### Aim of the task
Please decide whether each of the following statements agrees with the passage on the Congress party turning 125, and support each yes or no with the deciding words from the passage, quoted exactly: (a) the Congress has ruled the country for more than 48 years of independent India; (b) the passage holds that the Congress has enough reasons to be happy on its birthday; (c) the party has been compared to a banyan tree.

### Excerpted text

+ + + + + + +

Last updated on: December 28, 2009 23:50 IST

Sheela Bhatt says the Congress cannot have a celebratory party until it addresses the national issues demanding attention.

The Congress turned 125 on Monday. Every Indian is in one way or another been touched by the Congress or is linked to it -- directly or indirectly.

There are by moderate estimates, some 200 million active or passive but loyal Congress supporters and voters. It is equally true that an overwhelming number of Indians, in real numbers, are dead against it while millions of Indians remain passive or neutral about it, also.

But, Congress is here to stay, in the form of past, present or future, in our lives.

The Congress, cricket, the Indian Railways and people's faith in God are omnipresent in every nook and corner of India. It seems certain that the place of Congress in the Indian landscape will not change dramatically in the near future.

The only party in the sub-continent that has touched three centuries has been also compared to banyan tree under which nothing can grow but it surely shelters and imbibes all hues and shades of political opinions of the Indian society. Pundits to tribals and slum dwellers to former maharajas have found their political identity with Congress. Election after election has shown that its 124-year-old cosmopolitan character is still the Unique Selling Point of the party.

Since it has ruled this country for more than 48 years of independent India, it has to take, largely, credit for progress under its rule and absolute blame for lots of miseries that Indians are living with.

As Sonia Gandhi, president of the Congress, kick-started the one-year long celebration of Congress party, the first question that arises in the mind is: Has the Congress enough reasons to be happy on its birthday?

The answer is clearly in the negative.

Here are some important reasons why Congress can not have a celebratory party until it addresses the national issues demanding attention.

+ + + + + + +

### Data rows

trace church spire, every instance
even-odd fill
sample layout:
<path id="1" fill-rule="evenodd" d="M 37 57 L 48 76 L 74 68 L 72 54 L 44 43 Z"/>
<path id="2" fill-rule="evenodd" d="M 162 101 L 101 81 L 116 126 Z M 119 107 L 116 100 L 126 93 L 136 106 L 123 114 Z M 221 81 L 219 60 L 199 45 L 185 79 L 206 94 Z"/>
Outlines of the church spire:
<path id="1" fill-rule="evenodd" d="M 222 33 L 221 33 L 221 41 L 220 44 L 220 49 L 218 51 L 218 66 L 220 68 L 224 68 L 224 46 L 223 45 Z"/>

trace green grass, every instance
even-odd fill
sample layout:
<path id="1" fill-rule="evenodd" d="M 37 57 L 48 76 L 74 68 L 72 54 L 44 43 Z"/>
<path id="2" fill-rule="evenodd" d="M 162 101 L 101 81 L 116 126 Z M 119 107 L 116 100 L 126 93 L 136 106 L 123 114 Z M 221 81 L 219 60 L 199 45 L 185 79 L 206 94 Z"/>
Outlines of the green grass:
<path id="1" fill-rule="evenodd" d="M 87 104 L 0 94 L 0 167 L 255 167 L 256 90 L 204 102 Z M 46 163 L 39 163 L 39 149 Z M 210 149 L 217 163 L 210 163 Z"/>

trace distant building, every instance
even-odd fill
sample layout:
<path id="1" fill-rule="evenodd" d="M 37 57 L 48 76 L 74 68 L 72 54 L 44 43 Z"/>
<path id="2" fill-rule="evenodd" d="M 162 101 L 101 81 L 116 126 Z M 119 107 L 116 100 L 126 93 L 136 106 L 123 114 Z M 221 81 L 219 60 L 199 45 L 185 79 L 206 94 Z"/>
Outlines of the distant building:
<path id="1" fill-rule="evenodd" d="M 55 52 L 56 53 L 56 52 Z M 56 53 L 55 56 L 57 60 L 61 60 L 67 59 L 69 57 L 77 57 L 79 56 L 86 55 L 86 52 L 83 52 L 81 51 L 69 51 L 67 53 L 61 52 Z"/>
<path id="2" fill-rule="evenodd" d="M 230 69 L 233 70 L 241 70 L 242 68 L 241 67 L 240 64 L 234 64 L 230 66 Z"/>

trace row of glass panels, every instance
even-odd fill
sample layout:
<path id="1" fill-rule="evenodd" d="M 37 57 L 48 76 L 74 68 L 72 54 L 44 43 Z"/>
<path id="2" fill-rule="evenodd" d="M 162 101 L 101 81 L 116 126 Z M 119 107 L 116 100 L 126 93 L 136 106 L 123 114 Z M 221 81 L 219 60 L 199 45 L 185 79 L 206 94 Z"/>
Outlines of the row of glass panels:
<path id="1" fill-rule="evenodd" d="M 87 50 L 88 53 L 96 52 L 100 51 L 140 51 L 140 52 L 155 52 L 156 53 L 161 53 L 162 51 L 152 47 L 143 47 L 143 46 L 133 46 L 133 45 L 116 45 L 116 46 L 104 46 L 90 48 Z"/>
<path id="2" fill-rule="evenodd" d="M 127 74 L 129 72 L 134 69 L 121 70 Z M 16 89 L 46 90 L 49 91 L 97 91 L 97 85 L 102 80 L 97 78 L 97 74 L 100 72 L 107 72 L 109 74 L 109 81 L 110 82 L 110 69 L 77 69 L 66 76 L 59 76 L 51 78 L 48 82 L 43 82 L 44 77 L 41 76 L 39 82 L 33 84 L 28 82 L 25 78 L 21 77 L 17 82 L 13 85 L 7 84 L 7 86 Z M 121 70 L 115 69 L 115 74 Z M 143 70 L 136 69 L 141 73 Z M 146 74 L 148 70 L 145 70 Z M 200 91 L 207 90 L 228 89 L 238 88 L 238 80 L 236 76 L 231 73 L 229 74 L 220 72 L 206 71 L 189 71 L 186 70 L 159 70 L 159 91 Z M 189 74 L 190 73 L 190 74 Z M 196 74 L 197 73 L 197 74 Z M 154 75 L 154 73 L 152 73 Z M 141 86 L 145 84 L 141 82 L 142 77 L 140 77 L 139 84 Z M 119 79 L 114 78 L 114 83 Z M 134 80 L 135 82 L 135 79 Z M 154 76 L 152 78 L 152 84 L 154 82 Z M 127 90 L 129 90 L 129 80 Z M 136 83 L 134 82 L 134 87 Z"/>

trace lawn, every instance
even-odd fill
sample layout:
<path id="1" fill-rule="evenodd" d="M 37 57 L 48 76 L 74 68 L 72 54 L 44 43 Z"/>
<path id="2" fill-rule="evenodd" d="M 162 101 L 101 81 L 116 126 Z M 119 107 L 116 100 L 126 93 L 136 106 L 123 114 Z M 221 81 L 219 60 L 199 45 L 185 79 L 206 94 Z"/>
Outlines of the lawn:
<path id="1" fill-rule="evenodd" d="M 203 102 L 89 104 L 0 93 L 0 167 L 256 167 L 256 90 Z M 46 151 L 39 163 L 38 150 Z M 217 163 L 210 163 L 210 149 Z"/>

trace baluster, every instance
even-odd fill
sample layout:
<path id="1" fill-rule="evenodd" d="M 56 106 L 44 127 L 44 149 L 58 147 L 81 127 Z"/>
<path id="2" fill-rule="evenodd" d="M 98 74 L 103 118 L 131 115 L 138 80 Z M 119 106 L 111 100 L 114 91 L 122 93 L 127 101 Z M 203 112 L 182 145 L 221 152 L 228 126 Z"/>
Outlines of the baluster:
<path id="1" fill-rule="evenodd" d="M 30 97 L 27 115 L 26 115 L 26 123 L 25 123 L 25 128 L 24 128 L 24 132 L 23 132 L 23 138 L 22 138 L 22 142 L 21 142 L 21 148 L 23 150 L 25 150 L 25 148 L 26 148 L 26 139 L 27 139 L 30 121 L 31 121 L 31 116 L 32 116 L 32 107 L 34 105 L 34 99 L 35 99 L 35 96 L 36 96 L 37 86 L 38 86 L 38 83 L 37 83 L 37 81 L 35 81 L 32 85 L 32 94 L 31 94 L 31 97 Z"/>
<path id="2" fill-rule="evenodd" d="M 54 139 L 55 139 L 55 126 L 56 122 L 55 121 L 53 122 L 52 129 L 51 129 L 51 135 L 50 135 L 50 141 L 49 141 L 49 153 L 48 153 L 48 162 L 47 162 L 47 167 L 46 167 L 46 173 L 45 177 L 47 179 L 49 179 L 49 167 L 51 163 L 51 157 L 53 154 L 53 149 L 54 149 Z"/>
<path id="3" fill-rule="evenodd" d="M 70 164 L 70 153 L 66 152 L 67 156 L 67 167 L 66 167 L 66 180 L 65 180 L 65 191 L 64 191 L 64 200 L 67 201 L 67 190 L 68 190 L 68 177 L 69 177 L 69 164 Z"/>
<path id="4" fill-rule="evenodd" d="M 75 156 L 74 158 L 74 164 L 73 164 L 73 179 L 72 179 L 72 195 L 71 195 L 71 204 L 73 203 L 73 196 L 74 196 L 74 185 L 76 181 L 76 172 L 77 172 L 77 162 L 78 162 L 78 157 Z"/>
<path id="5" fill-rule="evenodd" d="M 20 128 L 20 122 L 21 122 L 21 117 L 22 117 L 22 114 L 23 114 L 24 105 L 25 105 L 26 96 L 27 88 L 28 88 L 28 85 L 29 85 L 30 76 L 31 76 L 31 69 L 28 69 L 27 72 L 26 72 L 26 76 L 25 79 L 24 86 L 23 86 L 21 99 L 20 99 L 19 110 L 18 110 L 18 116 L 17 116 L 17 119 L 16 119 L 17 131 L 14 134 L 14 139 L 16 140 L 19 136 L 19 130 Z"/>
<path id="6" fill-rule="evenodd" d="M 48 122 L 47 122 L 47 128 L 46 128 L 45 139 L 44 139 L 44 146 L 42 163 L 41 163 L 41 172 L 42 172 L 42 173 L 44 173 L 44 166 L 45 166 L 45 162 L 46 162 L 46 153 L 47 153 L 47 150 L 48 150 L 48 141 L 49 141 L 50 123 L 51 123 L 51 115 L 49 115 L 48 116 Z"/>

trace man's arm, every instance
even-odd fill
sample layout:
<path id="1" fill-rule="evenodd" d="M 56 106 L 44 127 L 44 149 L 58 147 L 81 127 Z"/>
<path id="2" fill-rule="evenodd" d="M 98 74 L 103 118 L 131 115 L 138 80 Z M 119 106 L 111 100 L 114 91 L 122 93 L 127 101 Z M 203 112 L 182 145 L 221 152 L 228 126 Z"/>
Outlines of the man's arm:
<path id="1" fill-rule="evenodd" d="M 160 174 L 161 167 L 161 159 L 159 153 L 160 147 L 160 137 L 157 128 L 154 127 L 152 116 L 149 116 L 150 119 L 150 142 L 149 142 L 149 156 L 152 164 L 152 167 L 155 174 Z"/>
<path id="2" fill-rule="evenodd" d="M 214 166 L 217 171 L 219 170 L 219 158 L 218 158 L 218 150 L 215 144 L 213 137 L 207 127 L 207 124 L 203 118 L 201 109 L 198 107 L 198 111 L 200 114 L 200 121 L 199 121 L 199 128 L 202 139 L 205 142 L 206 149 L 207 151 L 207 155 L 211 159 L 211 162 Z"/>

+ + + + + + +

### Worked solution
(a) Yes: "Since it has ruled this country for more than 48 years of independent India"
(b) No: "The answer is clearly in the negative."
(c) Yes: "has been also compared to banyan tree under which nothing can grow"